▶ [To do]:
You are asked to repeat the listing word for word and to leave out its pictures.
(Given data)
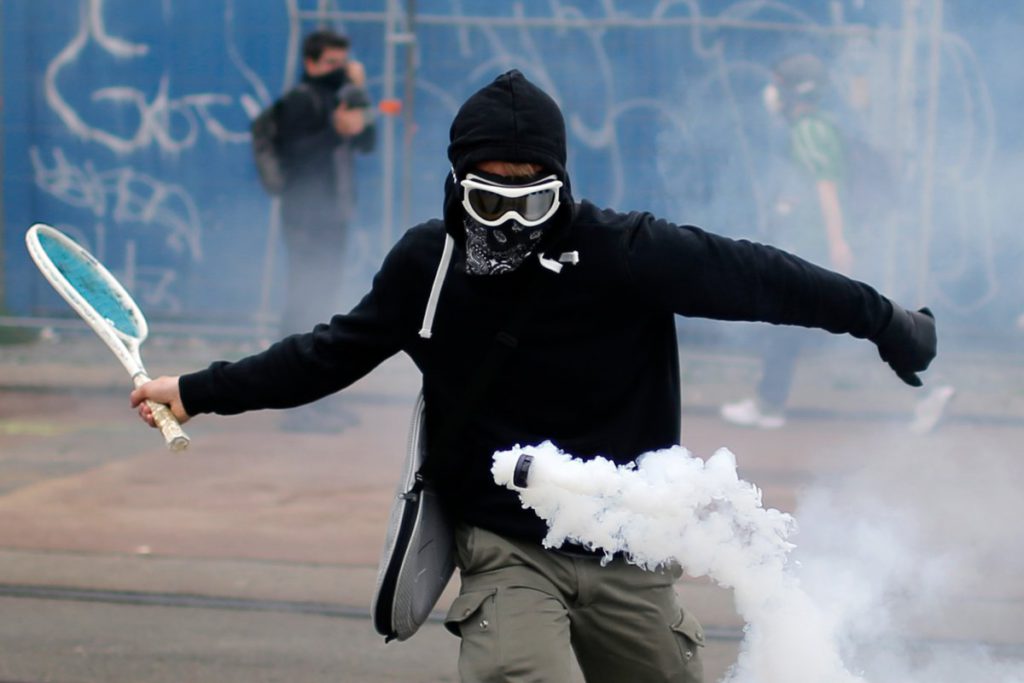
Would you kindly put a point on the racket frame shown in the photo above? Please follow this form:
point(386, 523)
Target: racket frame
point(124, 346)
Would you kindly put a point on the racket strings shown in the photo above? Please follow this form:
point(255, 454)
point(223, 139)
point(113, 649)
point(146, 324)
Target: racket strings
point(81, 273)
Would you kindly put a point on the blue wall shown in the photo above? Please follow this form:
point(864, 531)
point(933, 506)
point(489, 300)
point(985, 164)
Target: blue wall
point(126, 123)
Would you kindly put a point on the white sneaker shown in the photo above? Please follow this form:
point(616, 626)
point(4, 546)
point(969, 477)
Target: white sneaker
point(748, 414)
point(930, 410)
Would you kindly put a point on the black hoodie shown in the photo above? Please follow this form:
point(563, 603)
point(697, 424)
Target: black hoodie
point(596, 368)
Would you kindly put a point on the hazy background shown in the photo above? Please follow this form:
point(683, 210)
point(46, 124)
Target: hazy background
point(126, 123)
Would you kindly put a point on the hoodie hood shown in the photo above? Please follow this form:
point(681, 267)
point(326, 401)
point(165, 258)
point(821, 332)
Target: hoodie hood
point(508, 120)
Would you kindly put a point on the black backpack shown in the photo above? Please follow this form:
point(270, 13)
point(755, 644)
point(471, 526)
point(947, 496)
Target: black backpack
point(265, 152)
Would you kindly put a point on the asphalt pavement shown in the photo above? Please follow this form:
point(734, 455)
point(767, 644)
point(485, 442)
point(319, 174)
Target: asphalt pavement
point(253, 555)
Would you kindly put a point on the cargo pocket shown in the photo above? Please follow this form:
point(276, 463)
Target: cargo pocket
point(474, 609)
point(689, 636)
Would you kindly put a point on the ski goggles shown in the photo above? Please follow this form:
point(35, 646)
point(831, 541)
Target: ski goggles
point(493, 204)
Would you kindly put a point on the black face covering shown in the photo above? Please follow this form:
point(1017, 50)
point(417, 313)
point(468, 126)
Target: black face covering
point(333, 79)
point(493, 251)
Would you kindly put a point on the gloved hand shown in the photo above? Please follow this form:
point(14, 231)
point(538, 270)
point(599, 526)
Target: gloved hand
point(907, 342)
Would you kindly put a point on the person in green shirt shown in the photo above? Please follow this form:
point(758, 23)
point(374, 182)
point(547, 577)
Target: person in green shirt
point(806, 218)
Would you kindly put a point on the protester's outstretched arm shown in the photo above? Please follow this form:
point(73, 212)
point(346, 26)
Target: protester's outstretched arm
point(162, 390)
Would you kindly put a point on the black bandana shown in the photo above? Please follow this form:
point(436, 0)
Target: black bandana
point(493, 251)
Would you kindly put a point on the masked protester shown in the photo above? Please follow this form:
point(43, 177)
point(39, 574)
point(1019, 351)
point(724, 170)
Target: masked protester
point(592, 366)
point(321, 125)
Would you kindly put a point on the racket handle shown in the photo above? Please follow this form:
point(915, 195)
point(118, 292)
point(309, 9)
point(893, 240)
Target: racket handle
point(176, 438)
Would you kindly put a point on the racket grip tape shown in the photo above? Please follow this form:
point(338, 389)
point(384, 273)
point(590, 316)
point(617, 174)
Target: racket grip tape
point(176, 438)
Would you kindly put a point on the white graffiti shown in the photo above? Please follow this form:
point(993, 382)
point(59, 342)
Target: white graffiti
point(124, 196)
point(172, 124)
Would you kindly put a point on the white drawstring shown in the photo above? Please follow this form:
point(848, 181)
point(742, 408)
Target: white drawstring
point(435, 290)
point(549, 263)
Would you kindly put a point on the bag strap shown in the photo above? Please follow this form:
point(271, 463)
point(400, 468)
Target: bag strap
point(506, 340)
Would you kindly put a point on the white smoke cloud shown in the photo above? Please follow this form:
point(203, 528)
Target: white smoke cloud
point(868, 568)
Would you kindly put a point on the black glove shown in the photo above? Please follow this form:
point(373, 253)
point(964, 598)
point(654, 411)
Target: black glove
point(907, 342)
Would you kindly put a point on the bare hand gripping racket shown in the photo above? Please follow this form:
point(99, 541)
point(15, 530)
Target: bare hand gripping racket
point(104, 305)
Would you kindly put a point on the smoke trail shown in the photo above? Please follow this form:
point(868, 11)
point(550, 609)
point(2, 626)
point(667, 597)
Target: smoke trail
(End Given data)
▶ [Exercise result]:
Would you kindly put a point on the racket frame shown in the photo above? Please follow this form:
point(386, 523)
Target: racket frame
point(124, 346)
Would you kindly put a point on the racket strings shown in the photo above? Please follow this form:
point(255, 454)
point(223, 139)
point(113, 649)
point(146, 324)
Target: racket strings
point(81, 273)
Would you kindly put a point on the blue wall shown in the photo above? Please follow this form:
point(864, 531)
point(933, 506)
point(489, 300)
point(985, 164)
Target: blue wall
point(126, 123)
Would you kindly put a point on the white sneaker shown in the photo above? Please follow this form:
point(616, 626)
point(4, 546)
point(969, 477)
Target: white sneaker
point(748, 414)
point(930, 410)
Would you kindly put a point on the black hoodie shown in the photo above? Please follow this form:
point(563, 603)
point(697, 424)
Target: black hoodie
point(596, 368)
Would you kindly put a point on the hazy background shown in the photo above? Please follow this form:
point(683, 210)
point(46, 124)
Target: hazy background
point(126, 123)
Would you kindly put a point on the hoodie hood shown in the photo above? Please follow this form:
point(681, 267)
point(326, 401)
point(165, 258)
point(821, 332)
Target: hoodie hood
point(508, 120)
Would you kindly put a point on the black backpack shown in the photo above? Please follow this form:
point(270, 13)
point(755, 644)
point(471, 526)
point(947, 496)
Target: black backpack
point(265, 152)
Would you kindly put a point on the asphalt pavement shown in the photo above? Please follow this form:
point(734, 455)
point(767, 644)
point(485, 442)
point(319, 174)
Target: asphalt pavement
point(253, 555)
Would you kindly put a point on the cargo pocket shown in the photo above? Please follow this form:
point(276, 463)
Target: cargo pocket
point(474, 609)
point(689, 636)
Would you kindly put a point on the ski goggles shown in the photo above? Please follow this form:
point(35, 646)
point(831, 541)
Target: ski goggles
point(493, 204)
Would you kindly put a point on the black face covering shown in the photo above? Please follow this form:
point(1017, 50)
point(417, 313)
point(468, 126)
Target: black face covering
point(333, 79)
point(493, 251)
Would you kindly put a point on the gloved hand shown in the photo above? Please follow this form:
point(14, 231)
point(538, 270)
point(599, 526)
Target: gloved hand
point(907, 342)
Would you kindly put a point on the person in green shirt shown in the photo above? Please follow this form:
point(758, 23)
point(374, 182)
point(547, 577)
Target: person in green shirt
point(806, 218)
Would you kindly put a point on the protester's outstretched arm shown in the photo above? Please follow this form:
point(73, 212)
point(346, 26)
Target: protester's outstretched arm
point(162, 390)
Would you kindly put a point on the black bandana shown in the photo above? Please follow this form:
point(436, 0)
Target: black bandana
point(493, 251)
Would you kindly put a point on the masked protester shown in the photo above? Please follow this form:
point(43, 177)
point(39, 574)
point(1019, 351)
point(724, 170)
Target: masked protester
point(592, 366)
point(321, 125)
Would you kindly put a point on the racket handle shown in the photo above? Please follow this form:
point(915, 195)
point(118, 292)
point(309, 9)
point(893, 240)
Target: racket handle
point(176, 438)
Would you kindly put a point on the racket grip tape shown in the photo above? Please follow this form:
point(338, 389)
point(384, 273)
point(590, 316)
point(617, 174)
Target: racket grip tape
point(176, 438)
Would you kindly put a point on the white graffiti shown in the photo above? Please follow this form:
point(993, 382)
point(59, 342)
Target: white graffiti
point(124, 196)
point(172, 124)
Would you kindly put a point on the white drawstring shown in the photo above? Please follow this form:
point(848, 181)
point(742, 408)
Target: white drawstring
point(435, 290)
point(549, 263)
Would you kindly put a point on the bag strap shown in the photo above? Please follow this form:
point(271, 463)
point(400, 468)
Target: bag strap
point(506, 340)
Would you kindly put a point on the white smoke cloud shown in the photo above? Please follow this form:
point(203, 528)
Target: white smoke cloud
point(868, 568)
Would you kindly put a point on the black glove shown in the photo above? Please follow this form:
point(373, 253)
point(964, 598)
point(654, 411)
Target: black glove
point(907, 342)
Would you kindly put a point on the bare hand gripping racket shown in the photo above? Please follow this form:
point(99, 541)
point(15, 530)
Target: bare hand gripping racket
point(104, 305)
Would you kindly put a point on the smoke trail shown in the photo above? Please follow this form:
point(868, 11)
point(550, 609)
point(2, 626)
point(667, 597)
Target: smoke trail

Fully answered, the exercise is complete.